▶ [WRITTEN TASK] Give again, word for word, only the lines from the one containing "the dark stage" through the final line.

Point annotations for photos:
-- Begin --
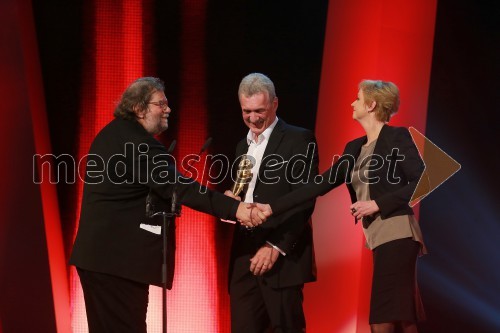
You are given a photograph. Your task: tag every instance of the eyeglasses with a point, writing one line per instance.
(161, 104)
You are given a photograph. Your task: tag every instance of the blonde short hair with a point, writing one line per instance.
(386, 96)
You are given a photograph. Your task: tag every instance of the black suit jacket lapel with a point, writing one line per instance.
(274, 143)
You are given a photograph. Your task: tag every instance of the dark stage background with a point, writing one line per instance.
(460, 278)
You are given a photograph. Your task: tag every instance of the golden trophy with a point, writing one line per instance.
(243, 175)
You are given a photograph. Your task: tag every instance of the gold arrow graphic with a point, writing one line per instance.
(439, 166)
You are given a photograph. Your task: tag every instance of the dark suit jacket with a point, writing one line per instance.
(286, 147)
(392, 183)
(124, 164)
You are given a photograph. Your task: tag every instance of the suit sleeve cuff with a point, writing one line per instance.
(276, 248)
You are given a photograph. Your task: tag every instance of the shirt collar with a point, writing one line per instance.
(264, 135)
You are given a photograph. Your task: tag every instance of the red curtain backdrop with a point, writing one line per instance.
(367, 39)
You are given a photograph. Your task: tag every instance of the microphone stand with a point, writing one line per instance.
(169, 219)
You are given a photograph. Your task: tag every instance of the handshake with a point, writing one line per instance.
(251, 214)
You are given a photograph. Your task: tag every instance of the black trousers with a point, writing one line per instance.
-- End --
▶ [RESULT OF THE EXERCISE]
You are given a photograph. Your task: tag every instance of the dark stage background with a point, writing one line per instance.
(460, 278)
You are given a photograph. Your task: tag every instance of the golden trophy with a point, writing one line per instance.
(243, 175)
You are given a photograph. Your task: tag every instance of the gold arrow graphic with a point, writing one line per instance.
(439, 166)
You are given a photograph. Your task: tag every instance of the dark suit jacket with a point, writing one line per instance.
(286, 147)
(392, 183)
(124, 164)
You are given a photograph. Your task: tag every instance of the suit sleeve cuff with a point, writing one line per instance.
(276, 248)
You are given a photograph. Your task: tag every instance of the shirt collar with a point, writing one line per instance.
(264, 135)
You are given a photograph. Your task: tag every instance of the red curtain backdrop with a point, writing one line per instance.
(367, 39)
You are given a photograph. Your task: tag every instance of the microphone stand with a point, writing one line per instance.
(169, 219)
You are given a photograph. Your task: tag every instance of the handshake with a point, writing one line per instance.
(251, 214)
You are given a photograph. Your task: tag every instance of the black trousers with a point, writing one line per instance.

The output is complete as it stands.